__INSTRUCTIONS TO FOLLOW__: Return every line of the items below that contains the word "city".

__Records from a collection__:
------------------------

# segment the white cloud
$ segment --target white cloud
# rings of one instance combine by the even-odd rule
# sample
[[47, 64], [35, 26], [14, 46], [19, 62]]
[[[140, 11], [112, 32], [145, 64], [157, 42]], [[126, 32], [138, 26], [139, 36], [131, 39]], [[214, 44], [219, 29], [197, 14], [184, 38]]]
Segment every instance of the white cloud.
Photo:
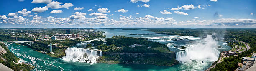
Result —
[[86, 13], [79, 12], [76, 12], [74, 13], [74, 15], [86, 15]]
[[84, 18], [85, 18], [85, 16], [84, 16], [85, 15], [86, 15], [86, 13], [76, 12], [74, 13], [74, 15], [71, 15], [71, 16], [69, 16], [69, 18], [71, 19]]
[[28, 15], [30, 13], [31, 13], [31, 11], [27, 11], [27, 9], [23, 9], [21, 11], [18, 11], [18, 12], [19, 13], [22, 13], [23, 15], [23, 16], [26, 16]]
[[201, 5], [198, 5], [198, 6], [197, 6], [197, 8], [198, 8], [199, 9], [201, 9], [201, 8], [201, 8]]
[[53, 1], [51, 3], [46, 5], [47, 7], [51, 8], [52, 9], [59, 9], [61, 8], [67, 8], [69, 9], [69, 7], [73, 6], [73, 4], [72, 3], [65, 3], [64, 5], [60, 5], [63, 3], [57, 1]]
[[7, 15], [7, 16], [18, 16], [18, 14], [16, 13], [10, 13], [9, 14], [8, 14], [8, 15]]
[[216, 0], [210, 0], [210, 1], [213, 1], [213, 2], [217, 2], [218, 1]]
[[184, 13], [183, 12], [180, 12], [180, 11], [174, 11], [174, 13], [177, 13], [177, 14], [180, 14], [180, 15], [188, 15], [188, 14], [186, 13]]
[[92, 13], [88, 15], [90, 16], [106, 16], [107, 15], [101, 13]]
[[48, 8], [46, 6], [45, 6], [43, 8], [41, 7], [36, 7], [32, 9], [32, 11], [37, 12], [42, 12], [48, 10]]
[[147, 3], [149, 2], [150, 0], [131, 0], [130, 1], [132, 3], [137, 3], [138, 1], [141, 1], [141, 2]]
[[[198, 5], [197, 7], [198, 7], [198, 8], [199, 9], [201, 9], [202, 8], [201, 7], [201, 5]], [[196, 6], [195, 7], [193, 4], [191, 4], [190, 5], [183, 5], [181, 7], [178, 6], [177, 8], [172, 8], [171, 9], [169, 10], [182, 10], [182, 9], [187, 10], [196, 9], [197, 8], [197, 7]]]
[[118, 10], [117, 12], [122, 12], [122, 13], [124, 13], [128, 12], [128, 10], [125, 10], [123, 9], [119, 9], [119, 10]]
[[97, 19], [108, 19], [108, 17], [106, 16], [100, 16], [97, 17]]
[[100, 13], [110, 13], [110, 11], [109, 10], [109, 11], [107, 11], [108, 8], [99, 8], [98, 9], [98, 10], [97, 10], [97, 11], [98, 11], [98, 12], [100, 12]]
[[155, 20], [164, 20], [164, 19], [163, 18], [162, 18], [162, 17], [161, 17], [160, 18], [159, 18], [156, 17], [154, 17], [153, 16], [151, 16], [151, 15], [145, 15], [145, 17], [147, 18], [154, 18]]
[[33, 20], [40, 20], [40, 19], [41, 19], [41, 17], [38, 17], [38, 16], [37, 16], [37, 15], [36, 15], [33, 18]]
[[199, 17], [195, 17], [194, 18], [197, 18], [197, 19], [200, 18]]
[[53, 10], [51, 11], [51, 12], [50, 13], [62, 13], [62, 10]]
[[172, 9], [169, 10], [179, 10], [179, 7], [178, 7], [178, 8], [172, 8]]
[[194, 5], [193, 5], [193, 4], [191, 4], [189, 5], [185, 5], [181, 6], [180, 7], [180, 8], [183, 8], [184, 10], [190, 10], [197, 8], [197, 7], [194, 7]]
[[92, 11], [92, 9], [89, 9], [89, 10], [88, 10], [88, 11]]
[[162, 14], [172, 14], [172, 13], [171, 12], [168, 12], [166, 10], [164, 10], [164, 11], [160, 11], [161, 13]]
[[74, 10], [81, 10], [82, 9], [84, 9], [84, 7], [79, 7], [78, 8], [76, 7], [74, 9]]
[[5, 15], [0, 15], [0, 17], [1, 17], [1, 18], [0, 18], [0, 20], [2, 20], [2, 19], [7, 19], [7, 17], [6, 17], [6, 16]]
[[34, 0], [32, 1], [31, 3], [50, 3], [52, 0]]
[[149, 7], [150, 7], [149, 6], [150, 6], [150, 5], [147, 5], [146, 4], [144, 4], [144, 5], [143, 5], [143, 6], [144, 7], [148, 7], [148, 8], [149, 8]]
[[24, 0], [18, 0], [18, 1], [19, 2], [24, 2]]

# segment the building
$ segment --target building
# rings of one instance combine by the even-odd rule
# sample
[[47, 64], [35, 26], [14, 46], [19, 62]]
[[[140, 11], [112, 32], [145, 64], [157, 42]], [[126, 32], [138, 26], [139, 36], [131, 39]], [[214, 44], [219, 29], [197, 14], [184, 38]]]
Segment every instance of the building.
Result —
[[77, 37], [79, 37], [79, 34], [78, 34], [78, 33], [77, 34], [76, 36]]
[[73, 38], [75, 37], [74, 34], [74, 33], [72, 34], [72, 37]]
[[55, 36], [52, 36], [51, 38], [52, 40], [56, 40], [56, 37]]
[[50, 46], [50, 53], [51, 53], [51, 52], [52, 52], [51, 51], [51, 48], [52, 48], [52, 47], [51, 47], [52, 44], [51, 44], [51, 43], [50, 43], [50, 45], [51, 45], [51, 46]]
[[70, 29], [66, 30], [66, 34], [70, 34]]
[[[253, 56], [254, 55], [254, 54], [253, 55], [252, 57], [254, 57]], [[238, 71], [250, 71], [250, 69], [248, 70], [248, 69], [250, 68], [253, 69], [255, 68], [253, 68], [253, 67], [256, 67], [256, 66], [255, 66], [255, 65], [256, 65], [256, 58], [251, 57], [243, 57], [242, 59], [243, 60], [242, 65], [238, 64], [240, 67], [238, 68]]]

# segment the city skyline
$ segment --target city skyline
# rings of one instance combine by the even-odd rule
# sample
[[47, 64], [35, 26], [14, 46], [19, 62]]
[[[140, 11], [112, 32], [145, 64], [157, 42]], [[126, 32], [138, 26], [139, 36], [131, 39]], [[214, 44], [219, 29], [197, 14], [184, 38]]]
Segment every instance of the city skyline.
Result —
[[2, 1], [0, 28], [256, 28], [255, 0]]

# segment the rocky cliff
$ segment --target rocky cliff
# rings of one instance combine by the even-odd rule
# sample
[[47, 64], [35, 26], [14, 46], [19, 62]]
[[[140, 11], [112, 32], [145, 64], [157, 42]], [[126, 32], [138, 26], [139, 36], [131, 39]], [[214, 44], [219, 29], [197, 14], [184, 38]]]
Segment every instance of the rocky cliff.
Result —
[[98, 63], [109, 64], [148, 64], [171, 66], [179, 63], [175, 53], [134, 53], [102, 52]]

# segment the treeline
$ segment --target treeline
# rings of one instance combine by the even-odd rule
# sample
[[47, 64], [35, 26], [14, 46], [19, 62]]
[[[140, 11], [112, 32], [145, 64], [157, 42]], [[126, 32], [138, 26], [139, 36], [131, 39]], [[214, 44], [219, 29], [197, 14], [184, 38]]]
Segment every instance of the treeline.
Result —
[[94, 46], [97, 46], [103, 43], [103, 41], [102, 40], [93, 40], [91, 41], [90, 43], [93, 43]]
[[[2, 48], [3, 48], [6, 51], [5, 53], [0, 56], [1, 58], [6, 59], [6, 61], [1, 59], [0, 60], [0, 63], [12, 70], [16, 71], [19, 71], [20, 70], [28, 71], [33, 69], [34, 67], [31, 65], [15, 64], [18, 63], [17, 61], [18, 58], [13, 53], [10, 52], [9, 49], [6, 46], [5, 46], [3, 44], [0, 43], [0, 45], [2, 46]], [[13, 61], [14, 61], [14, 63], [13, 62]]]
[[34, 41], [35, 39], [32, 37], [20, 36], [17, 37], [17, 40], [15, 37], [11, 39], [11, 36], [10, 35], [0, 34], [0, 41]]
[[[51, 56], [61, 58], [65, 55], [65, 50], [69, 47], [73, 46], [75, 44], [82, 42], [79, 40], [48, 40], [35, 42], [31, 46], [27, 46], [32, 49], [50, 52], [50, 43], [54, 44], [59, 43], [63, 46], [63, 47], [58, 47], [55, 45], [52, 46], [52, 51], [55, 54], [50, 54]], [[23, 44], [26, 45], [26, 44]]]
[[[154, 50], [155, 48], [168, 49], [166, 45], [157, 42], [148, 41], [147, 38], [116, 36], [105, 40], [107, 41], [106, 44], [100, 45], [97, 47], [105, 52], [156, 53], [161, 52]], [[134, 44], [137, 45], [133, 45]], [[129, 46], [131, 45], [133, 46]]]
[[[255, 31], [255, 30], [256, 30], [253, 31]], [[248, 30], [247, 31], [249, 32], [251, 31]], [[247, 33], [248, 32], [245, 32], [244, 30], [242, 30], [241, 32], [232, 32], [227, 34], [226, 37], [236, 38], [237, 40], [248, 43], [251, 48], [238, 54], [238, 56], [231, 56], [229, 58], [225, 58], [223, 61], [217, 64], [215, 67], [211, 69], [210, 71], [234, 71], [239, 67], [238, 63], [242, 63], [242, 57], [252, 55], [256, 51], [256, 35], [253, 33]], [[236, 44], [244, 46], [239, 43]]]

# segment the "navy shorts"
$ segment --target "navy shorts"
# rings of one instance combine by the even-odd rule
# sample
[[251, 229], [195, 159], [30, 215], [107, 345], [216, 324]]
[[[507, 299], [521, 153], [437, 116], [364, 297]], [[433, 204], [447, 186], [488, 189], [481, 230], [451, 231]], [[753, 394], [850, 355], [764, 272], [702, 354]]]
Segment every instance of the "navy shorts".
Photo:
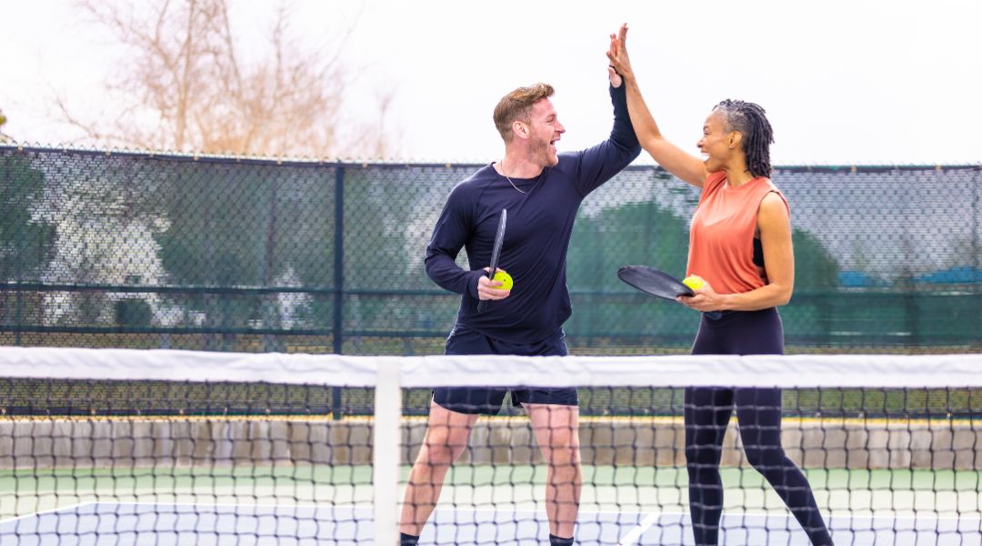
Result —
[[[457, 325], [447, 338], [445, 355], [516, 355], [519, 356], [566, 356], [566, 336], [562, 330], [538, 343], [516, 345], [493, 340], [482, 334]], [[511, 391], [512, 406], [522, 404], [556, 404], [578, 406], [579, 398], [574, 388], [563, 389], [501, 389], [475, 387], [443, 387], [433, 389], [433, 402], [440, 407], [457, 411], [482, 415], [497, 415], [505, 395]]]

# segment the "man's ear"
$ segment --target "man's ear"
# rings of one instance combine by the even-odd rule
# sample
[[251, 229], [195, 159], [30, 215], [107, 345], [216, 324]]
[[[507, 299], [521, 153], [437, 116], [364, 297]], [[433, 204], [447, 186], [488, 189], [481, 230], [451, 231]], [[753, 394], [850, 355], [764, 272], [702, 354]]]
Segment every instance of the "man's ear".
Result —
[[512, 122], [512, 131], [517, 136], [528, 138], [528, 126], [519, 121]]

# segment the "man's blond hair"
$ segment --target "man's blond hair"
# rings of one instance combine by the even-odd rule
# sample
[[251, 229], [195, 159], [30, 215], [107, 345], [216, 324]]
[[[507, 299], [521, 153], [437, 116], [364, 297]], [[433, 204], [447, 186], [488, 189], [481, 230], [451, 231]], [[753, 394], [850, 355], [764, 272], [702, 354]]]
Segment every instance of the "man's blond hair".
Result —
[[501, 134], [505, 143], [512, 141], [512, 124], [519, 121], [529, 123], [532, 117], [532, 105], [553, 95], [553, 87], [549, 83], [534, 83], [527, 87], [518, 87], [501, 97], [498, 106], [494, 107], [494, 126]]

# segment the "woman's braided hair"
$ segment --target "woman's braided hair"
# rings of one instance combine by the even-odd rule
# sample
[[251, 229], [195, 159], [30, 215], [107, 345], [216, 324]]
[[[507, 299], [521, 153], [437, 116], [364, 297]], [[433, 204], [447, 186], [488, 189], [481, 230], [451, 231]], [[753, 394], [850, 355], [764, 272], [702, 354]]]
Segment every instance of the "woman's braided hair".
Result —
[[726, 131], [736, 131], [743, 136], [740, 144], [746, 152], [746, 166], [753, 177], [771, 176], [771, 144], [774, 131], [767, 121], [764, 109], [742, 100], [726, 99], [717, 104], [726, 122]]

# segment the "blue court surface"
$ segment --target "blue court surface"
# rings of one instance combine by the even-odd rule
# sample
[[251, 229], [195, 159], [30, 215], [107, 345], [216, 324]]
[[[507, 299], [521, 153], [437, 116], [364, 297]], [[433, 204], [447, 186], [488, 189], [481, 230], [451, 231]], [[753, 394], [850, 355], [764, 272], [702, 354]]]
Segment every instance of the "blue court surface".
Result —
[[[840, 545], [982, 544], [978, 518], [833, 517]], [[724, 515], [723, 544], [806, 545], [783, 515]], [[335, 506], [246, 506], [87, 503], [0, 521], [0, 544], [19, 546], [372, 544], [371, 509]], [[437, 510], [422, 544], [548, 543], [542, 513]], [[691, 544], [682, 514], [581, 513], [577, 544]]]

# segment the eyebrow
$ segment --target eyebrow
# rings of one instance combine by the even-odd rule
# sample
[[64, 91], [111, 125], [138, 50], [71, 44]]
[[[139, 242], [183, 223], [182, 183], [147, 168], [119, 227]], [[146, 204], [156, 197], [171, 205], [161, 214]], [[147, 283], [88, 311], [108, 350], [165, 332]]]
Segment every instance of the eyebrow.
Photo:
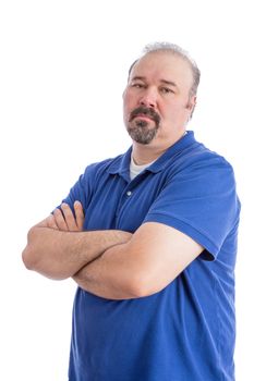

------------------------

__TASK RESPONSE__:
# segment the city skyline
$ segment --target city skyline
Segment every instance of the city skyline.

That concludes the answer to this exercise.